TEXTE:
Ces préoccupations n’étaient pas complètement étrangères aux sociétés du passé. En effet, depuis des siècles, les espaces maritimes sont un objet d’observation et de réflexion pour les acteurs politiques et militaires. Ces derniers, au gré de l’exploration des mers et océans, ont mis en œuvre des dispositifs pour contrôler voire s’approprier durablement de ces milieux. Parmi les activités liées à l’usage et à l’exploitation de ces espaces, le commerce est peut-être le domaine qui a le plus contribué, à côté de la dimension politique et de la dimension stratégique, au développement de l’emprise humaine sur les mers et les océans.

DONNÉES FOURNIES:

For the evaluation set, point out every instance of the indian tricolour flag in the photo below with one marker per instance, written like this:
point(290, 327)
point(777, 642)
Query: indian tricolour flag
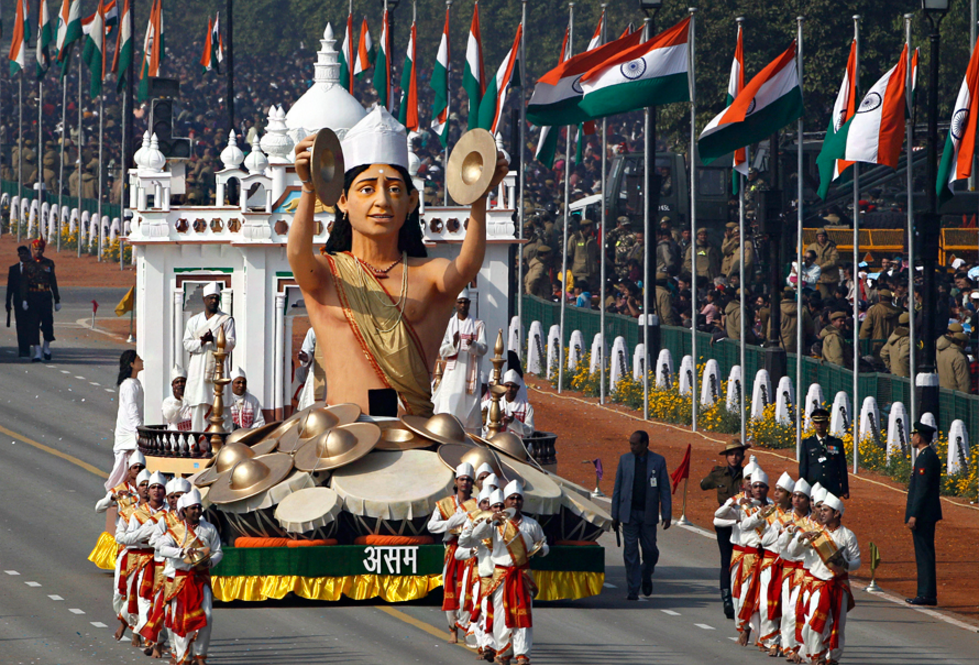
point(347, 56)
point(473, 76)
point(408, 109)
point(830, 161)
point(69, 27)
point(440, 84)
point(769, 102)
point(734, 87)
point(558, 92)
point(649, 74)
point(18, 45)
point(491, 106)
point(93, 53)
point(960, 146)
point(876, 131)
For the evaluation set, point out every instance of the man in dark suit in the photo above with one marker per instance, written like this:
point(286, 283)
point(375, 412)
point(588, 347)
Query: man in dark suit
point(641, 496)
point(823, 458)
point(14, 275)
point(923, 511)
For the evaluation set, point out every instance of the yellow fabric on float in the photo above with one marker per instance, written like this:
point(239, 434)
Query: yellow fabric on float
point(391, 588)
point(567, 584)
point(104, 554)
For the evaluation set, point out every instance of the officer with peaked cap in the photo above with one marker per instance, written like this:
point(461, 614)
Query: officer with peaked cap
point(823, 457)
point(923, 511)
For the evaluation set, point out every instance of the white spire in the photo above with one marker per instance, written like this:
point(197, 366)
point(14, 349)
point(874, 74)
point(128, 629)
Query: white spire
point(232, 156)
point(327, 60)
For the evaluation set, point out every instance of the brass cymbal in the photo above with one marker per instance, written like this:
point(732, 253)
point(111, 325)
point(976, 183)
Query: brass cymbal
point(326, 167)
point(471, 166)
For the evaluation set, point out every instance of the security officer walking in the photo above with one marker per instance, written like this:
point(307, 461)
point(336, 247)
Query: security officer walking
point(923, 511)
point(726, 480)
point(823, 458)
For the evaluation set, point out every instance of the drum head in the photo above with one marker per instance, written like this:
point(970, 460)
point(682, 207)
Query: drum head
point(542, 496)
point(393, 485)
point(308, 509)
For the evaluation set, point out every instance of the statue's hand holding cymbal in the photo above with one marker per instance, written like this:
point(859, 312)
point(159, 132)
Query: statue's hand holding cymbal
point(303, 156)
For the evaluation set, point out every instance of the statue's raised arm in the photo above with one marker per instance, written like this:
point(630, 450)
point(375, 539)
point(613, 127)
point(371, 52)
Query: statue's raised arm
point(377, 303)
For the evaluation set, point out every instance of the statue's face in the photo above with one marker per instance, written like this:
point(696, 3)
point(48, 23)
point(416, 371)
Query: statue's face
point(378, 201)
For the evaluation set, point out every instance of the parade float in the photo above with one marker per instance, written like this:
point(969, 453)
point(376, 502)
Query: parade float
point(325, 502)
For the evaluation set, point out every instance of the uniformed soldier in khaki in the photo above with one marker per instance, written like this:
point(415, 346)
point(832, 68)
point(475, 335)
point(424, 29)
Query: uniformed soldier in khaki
point(708, 258)
point(896, 353)
point(828, 260)
point(790, 322)
point(953, 364)
point(583, 253)
point(664, 301)
point(881, 320)
point(537, 281)
point(731, 252)
point(834, 346)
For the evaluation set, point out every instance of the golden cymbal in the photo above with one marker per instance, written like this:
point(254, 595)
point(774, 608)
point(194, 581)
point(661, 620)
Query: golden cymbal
point(471, 166)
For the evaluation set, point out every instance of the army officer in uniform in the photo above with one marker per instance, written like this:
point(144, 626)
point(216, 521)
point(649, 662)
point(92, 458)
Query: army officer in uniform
point(823, 458)
point(923, 511)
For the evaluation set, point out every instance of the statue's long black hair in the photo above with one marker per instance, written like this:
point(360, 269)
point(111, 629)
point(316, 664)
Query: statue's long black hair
point(410, 237)
point(126, 361)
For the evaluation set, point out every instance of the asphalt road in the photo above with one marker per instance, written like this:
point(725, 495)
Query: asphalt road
point(54, 604)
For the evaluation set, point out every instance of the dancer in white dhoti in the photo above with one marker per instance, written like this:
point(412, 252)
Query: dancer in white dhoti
point(200, 337)
point(191, 600)
point(463, 348)
point(246, 410)
point(176, 411)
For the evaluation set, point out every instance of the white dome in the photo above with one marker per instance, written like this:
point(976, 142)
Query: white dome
point(326, 103)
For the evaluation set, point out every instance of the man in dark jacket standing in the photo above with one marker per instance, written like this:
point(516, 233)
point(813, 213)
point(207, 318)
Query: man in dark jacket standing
point(823, 458)
point(923, 511)
point(727, 481)
point(641, 496)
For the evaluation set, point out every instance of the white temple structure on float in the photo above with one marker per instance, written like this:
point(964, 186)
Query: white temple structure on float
point(242, 244)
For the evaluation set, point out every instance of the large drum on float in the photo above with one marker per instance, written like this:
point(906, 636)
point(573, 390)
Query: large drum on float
point(542, 496)
point(309, 514)
point(581, 519)
point(255, 516)
point(391, 493)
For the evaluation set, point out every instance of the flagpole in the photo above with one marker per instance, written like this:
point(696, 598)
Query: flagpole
point(521, 214)
point(78, 167)
point(61, 166)
point(602, 253)
point(648, 165)
point(855, 408)
point(20, 151)
point(909, 131)
point(693, 221)
point(99, 187)
point(799, 219)
point(448, 120)
point(567, 220)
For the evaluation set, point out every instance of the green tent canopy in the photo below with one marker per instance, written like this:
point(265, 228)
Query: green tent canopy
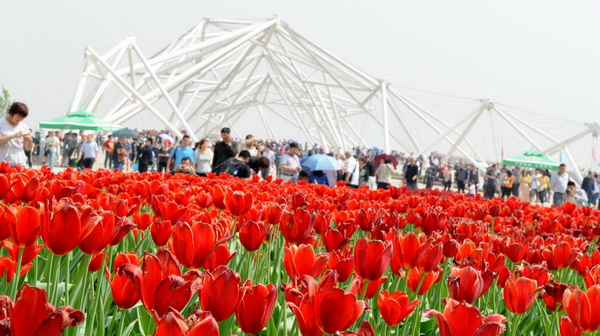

ÉNONCÉ DU PROBLÈME:
Pouvez-vous reproduire à l'identique le passage du texte sur les espaces maritimes compris entre « Ces préoccupations n’étaient » et « et les océans. », ces deux extrémités incluses ?

SOLUTION PROPOSÉE:
Ces préoccupations n’étaient pas complètement étrangères aux sociétés du passé. En effet, depuis des siècles, les espaces maritimes sont un objet d’observation et de réflexion pour les acteurs politiques et militaires. Ces derniers, au gré de l’exploration des mers et océans, ont mis en œuvre des dispositifs pour contrôler voire s’approprier durablement de ces milieux. Parmi les activités liées à l’usage et à l’exploitation de ces espaces, le commerce est peut-être le domaine qui a le plus contribué, à côté de la dimension politique et de la dimension stratégique, au développement de l’emprise humaine sur les mers et les océans.